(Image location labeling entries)
###

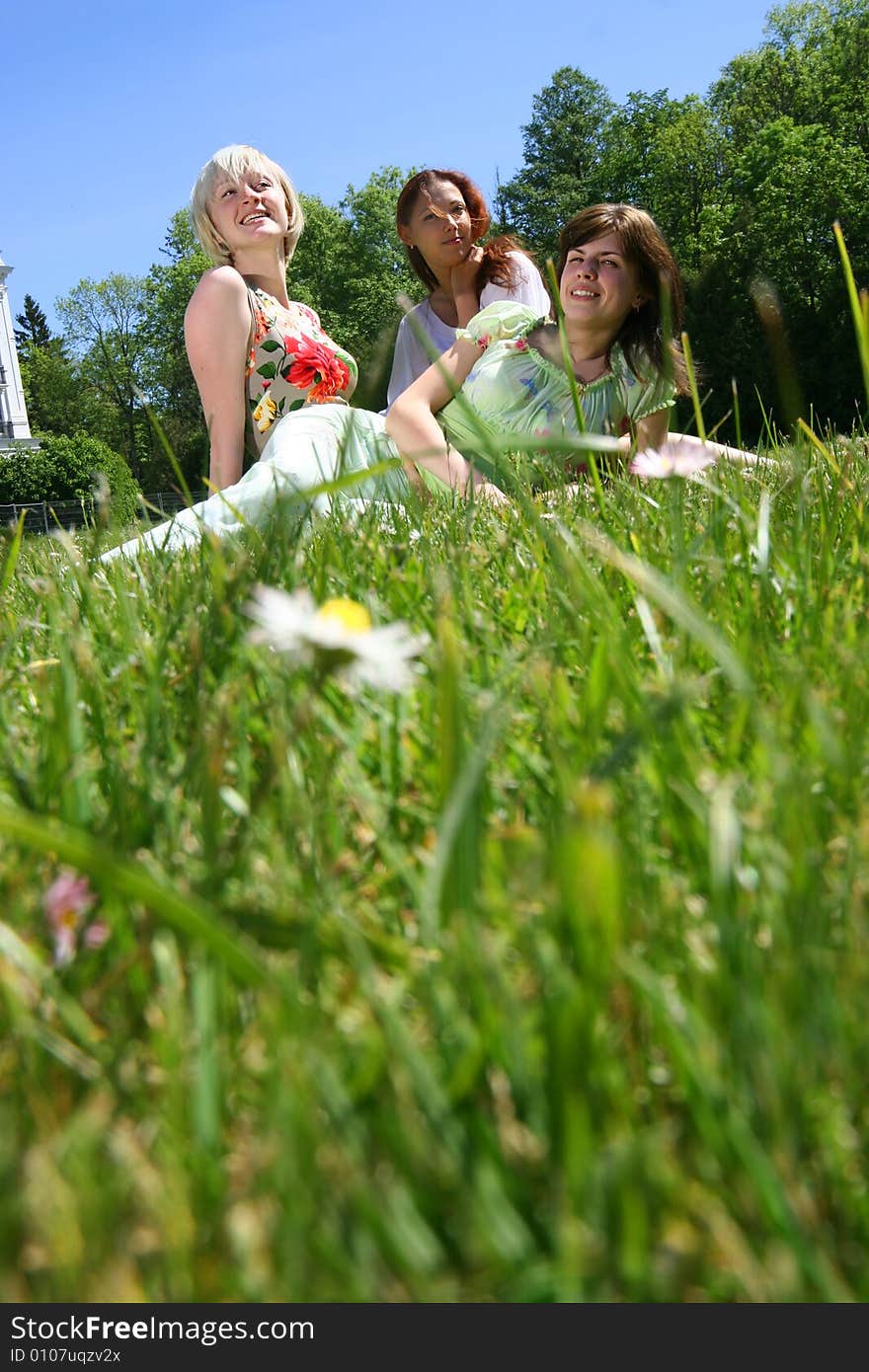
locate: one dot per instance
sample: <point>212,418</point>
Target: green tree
<point>67,468</point>
<point>563,150</point>
<point>103,321</point>
<point>165,369</point>
<point>32,328</point>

###

What the task asks: Rewrite the records, replacing "green tree" with "tall tree" and leaving every other line unchanged. Leave the pictures out of your reply.

Solution for this exercise:
locate: one dot per instance
sample: <point>212,418</point>
Target: tall tree
<point>67,468</point>
<point>563,150</point>
<point>103,321</point>
<point>165,369</point>
<point>32,328</point>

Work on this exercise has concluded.